Start of Record extracts

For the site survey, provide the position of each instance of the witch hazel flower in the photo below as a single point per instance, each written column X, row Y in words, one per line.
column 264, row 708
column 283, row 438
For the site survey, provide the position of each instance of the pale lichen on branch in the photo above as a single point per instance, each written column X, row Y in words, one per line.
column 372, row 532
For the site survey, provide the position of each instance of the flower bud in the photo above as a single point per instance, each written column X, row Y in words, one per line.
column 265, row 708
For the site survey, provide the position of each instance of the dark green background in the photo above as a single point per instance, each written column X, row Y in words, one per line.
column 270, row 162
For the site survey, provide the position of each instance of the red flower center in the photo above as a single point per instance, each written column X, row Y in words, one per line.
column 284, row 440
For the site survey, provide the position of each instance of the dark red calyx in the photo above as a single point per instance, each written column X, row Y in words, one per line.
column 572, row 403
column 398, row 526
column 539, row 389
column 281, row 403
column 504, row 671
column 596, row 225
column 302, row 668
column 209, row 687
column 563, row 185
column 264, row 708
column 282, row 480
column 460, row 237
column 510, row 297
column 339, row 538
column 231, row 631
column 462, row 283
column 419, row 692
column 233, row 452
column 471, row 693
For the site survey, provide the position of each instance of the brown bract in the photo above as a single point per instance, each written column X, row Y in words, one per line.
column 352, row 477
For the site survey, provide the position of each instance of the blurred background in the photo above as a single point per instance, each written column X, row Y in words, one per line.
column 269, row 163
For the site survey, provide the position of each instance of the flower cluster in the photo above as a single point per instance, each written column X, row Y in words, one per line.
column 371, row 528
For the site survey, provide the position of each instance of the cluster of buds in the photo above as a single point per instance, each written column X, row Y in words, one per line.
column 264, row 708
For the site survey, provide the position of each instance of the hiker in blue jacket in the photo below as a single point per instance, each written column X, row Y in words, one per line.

End of Record extracts

Work request
Give all of the lines above again, exactly as they are.

Your response
For the site survey, provide the position of each instance of the witch hazel flower in the photo below as a single point per instance, each written column X, row Y in words, one per line.
column 264, row 708
column 283, row 438
For the site survey, provide the position of each instance of the pale lichen on branch in the photo above as a single point per instance, each written column X, row Y in words, one per line.
column 372, row 532
For the site survey, provide the position of each instance of the flower bud in the photo above as a single point per instance, each written column X, row Y in words, one per line.
column 265, row 708
For the site survey, provide the position of each instance of the dark green background in the photo above as a single point per instance, each written column X, row Y in words, one per line.
column 270, row 162
For the site survey, provide the position of each instance of the red flower center in the photo above as a single point per instance, each written column X, row Y in words, one per line.
column 284, row 440
For the site survey, provide the position of each instance of the dark red calyx in the photo above as a single point per instance, each written column X, row Y in words, one per line.
column 572, row 403
column 398, row 526
column 539, row 389
column 281, row 403
column 504, row 671
column 596, row 225
column 302, row 668
column 209, row 687
column 563, row 185
column 264, row 708
column 282, row 480
column 460, row 237
column 510, row 297
column 339, row 538
column 231, row 631
column 462, row 283
column 419, row 692
column 233, row 452
column 471, row 693
For the site survey, provide the position of each instance of the brown bract in the photo above as a single point per instance, each written column X, row Y in words, one per line.
column 352, row 477
For the site survey, provide the position of each instance of the blurred background in the photo above as a single point per instance, each written column X, row Y in words, one per line.
column 269, row 163
For the site survey, provide the position of each instance of the flower cluster in the photo above as a single point per instance, each written column X, row Y in words, one per line.
column 371, row 528
For the site survey, provide the position of each instance of the cluster of buds in the photo above as a single point per instance, each written column X, row Y in words, one per line.
column 264, row 708
For the site survey, provide the position of each instance of the hiker in blue jacket in the photo below as a single point per instance, each written column X, row Y in words, one per line.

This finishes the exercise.